§ Instructions for the task:
Gather each line of the listing below that contains the string "rope".

Excerpts from a detection dataset
=-=-=-=-=

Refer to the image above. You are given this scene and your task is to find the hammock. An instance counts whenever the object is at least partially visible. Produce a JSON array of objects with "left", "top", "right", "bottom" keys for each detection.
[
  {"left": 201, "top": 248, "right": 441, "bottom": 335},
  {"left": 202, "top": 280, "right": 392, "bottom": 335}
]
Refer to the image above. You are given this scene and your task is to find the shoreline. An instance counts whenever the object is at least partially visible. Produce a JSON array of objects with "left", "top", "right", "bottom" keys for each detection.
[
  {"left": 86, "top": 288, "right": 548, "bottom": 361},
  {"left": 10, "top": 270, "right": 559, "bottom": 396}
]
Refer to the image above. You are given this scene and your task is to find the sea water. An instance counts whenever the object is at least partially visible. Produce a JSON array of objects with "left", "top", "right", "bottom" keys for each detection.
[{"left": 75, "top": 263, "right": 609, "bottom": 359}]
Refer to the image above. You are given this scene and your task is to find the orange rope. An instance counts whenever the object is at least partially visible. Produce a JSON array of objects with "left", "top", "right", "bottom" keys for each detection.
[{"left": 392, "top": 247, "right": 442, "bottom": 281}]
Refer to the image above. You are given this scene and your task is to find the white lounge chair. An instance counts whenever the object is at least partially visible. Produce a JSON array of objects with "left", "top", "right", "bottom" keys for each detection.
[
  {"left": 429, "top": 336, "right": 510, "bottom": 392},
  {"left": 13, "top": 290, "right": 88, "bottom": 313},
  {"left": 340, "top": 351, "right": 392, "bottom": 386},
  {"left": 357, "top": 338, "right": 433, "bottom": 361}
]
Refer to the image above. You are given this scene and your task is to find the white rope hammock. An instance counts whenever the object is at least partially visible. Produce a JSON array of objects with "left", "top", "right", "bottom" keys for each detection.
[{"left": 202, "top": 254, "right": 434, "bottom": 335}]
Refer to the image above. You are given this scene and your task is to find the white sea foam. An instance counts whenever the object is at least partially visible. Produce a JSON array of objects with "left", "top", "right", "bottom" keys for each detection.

=-=-=-=-=

§ Output for this task:
Refer to the image above. You are given this scene and your task is to find the orange rope. An instance counts whenever the object is at least partially visible. Produce a JSON array of objects with "left", "top", "right", "bottom" keys for each detection.
Refer to the image above. You are given this scene and your task is to find the white rope hammock. An instance counts whenever the object is at least partially visible. Produce a JSON array of objects with "left", "top", "right", "bottom" keys for each detection.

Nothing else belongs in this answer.